A divergência reflete em julgamentos díspares nos Tribunais Estaduais. Basta, para tanto, uma pesquisa no Tribunal de Justiça de Minas Gerais [01] e no Tribunal de Justiça de São Paulo [02]. No Tribunal de Justiça de Mato Grosso do Sul, uma das Turmas decidiu ora pela compatibilidade [03] ora pela incompatibilidade [04], sendo que prevalece a impossibilidade, sob o argumento da alegada autoridade da jurisprudência dos Tribunais Superiores [05].

Com efeito, é verdade que mesmo o Superior Tribunal de Justiça sempre teve decisões conflitantes – enquanto a Sexta Turma decidia pela compatibilidade [06], a Quinta Turma decidia pela impossibilidade [07], e é o que prevalecia até há pouco tempo nos precedentes [08]

A doutrina majoritária é pela plena compatibilidade da incidência do privilégio no furto qualificado, entre os favoráveis: Guilherme de Souza Nucci [09], Fernando Capez [10], Àlvaro Mayrink da Costa [11], Rogério Greco [12], Sergio de Oliveira Médice [13], Cezar Roberto Bitencourt [14] e Damásio E. de Jesus [15].

Como relevante, tem-se de considerar que, entre os fundamentos da impossibilidade, na linha de precedentes no Superior Tribunal de Justiça, o Min. Felix Fischer [16] tem asseverado que o desvalor da conduta sobrepõe-se ao desvalor do resultado, que só tem preponderância quando carecer de relevância jurídica. Ou seja, quando o valor da res for irrelevante - e já foi decidido que R$42,00 é irrelevante [17] - mesmo para o furto qualificado, aplica-se o princípio da insignificância para absolver o agente pela atipicidade material. Mas, se de pequeno valor, mesmo quando o agente é primário, deve ser condenado e sofrer os efeitos negativos (estigmas) desta decisão.

Sem levar em consideração os efeitos da compatibilidade, bem como na análise da verificação da ofensa ao bem jurídico (desvalor do resultado) na individualização da pena, há necessidade de verificar um dos precedentes do Supremo Tribunal Federal.

No RE nº 91.788-8/SP - Rel. Carlos Thompson Flores j. 26/02/1980, dando conta da implantação do finalismo (Welzel), onde o desvalor da ação tinha importância preponderante em relação ao resultado, foi decidido pela incompatibilidade do furto qualificado-privilegiado.

# Amostra de dados
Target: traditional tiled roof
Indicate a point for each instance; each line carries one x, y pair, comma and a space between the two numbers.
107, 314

# Instruções
a - Reescreva em forma de lista o parágrafo do texto sobre o furto qualificado-privilegiado que começa com "A doutrina majoritária", mantendo suas informações principais.
b - No texto sobre o furto qualificado-privilegiado, troque "Supremo Tribunal Federal" por "STF" no trecho que vai de "Sem levar em" até "do furto qualificado-privilegiado." e reproduza esse trecho com a alteração.
c - Continue o texto sobre o furto qualificado-privilegiado a partir do ponto em que ele termina.
A listagem é um material independente do texto.

# Respostas
a -
- Posição da doutrina majoritária: plena compatibilidade da incidência do privilégio no furto qualificado.
- Autores favoráveis: Guilherme de Souza Nucci, Fernando Capez, Àlvaro Mayrink da Costa, Rogério Greco, Sergio de Oliveira Médice, Cezar Roberto Bitencourt e Damásio E. de Jesus.

b -
Sem levar em consideração os efeitos da compatibilidade, bem como na análise da verificação da ofensa ao bem jurídico (desvalor do resultado) na individualização da pena, há necessidade de verificar um dos precedentes do STF.

No RE nº 91.788-8/SP - Rel. Carlos Thompson Flores j. 26/02/1980, dando conta da implantação do finalismo (Welzel), onde o desvalor da ação tinha importância preponderante em relação ao resultado, foi decidido pela incompatibilidade do furto qualificado-privilegiado.

c -
Como pontuamos [18], no juízo de valoração negativa do ilícito penal deve-se ter em mente duas análises: o desvalor da conduta e do resultado; e, ao contrário do que sustentava Welzel [19], o desvalor do resultado tem importância fundamental, principalmente no juízo de tipicidade, de reprovação e individualização da pena.

Na oportunidade, com força em vasta doutrina, destacou-se que o injusto penal não é só desvalor da ação, mas também do resultado, e que dependendo do caso, na interpretação teleológica, sem ofensa real e relevante ao bem jurídico, não há injusto penal.

Logo, mesmo quando a ação tenha uma valoração negativa intensa, as condições pessoais do agente podem sofrer valoração significativa na individualização da pena (juízo de reprovação), principalmente quando não há ofensa relevante ao bem jurídico tutelado.

Portanto, na individualização da pena o magistrado deve levar em consideração circunstância favorável ao agente (primariedade), o delito cometido e o dano causado, caso típico do furto qualificado-privilegiado.

Se não é possível a aplicação somente da multa, não há óbice em diminuir até 2/3 sobre a pena-base do furto qualificado, possibilitando em tese a suspensão condicional do processo, instituto apto a creditar na possibilidade de reflexão do ato sem os efeitos da condenação.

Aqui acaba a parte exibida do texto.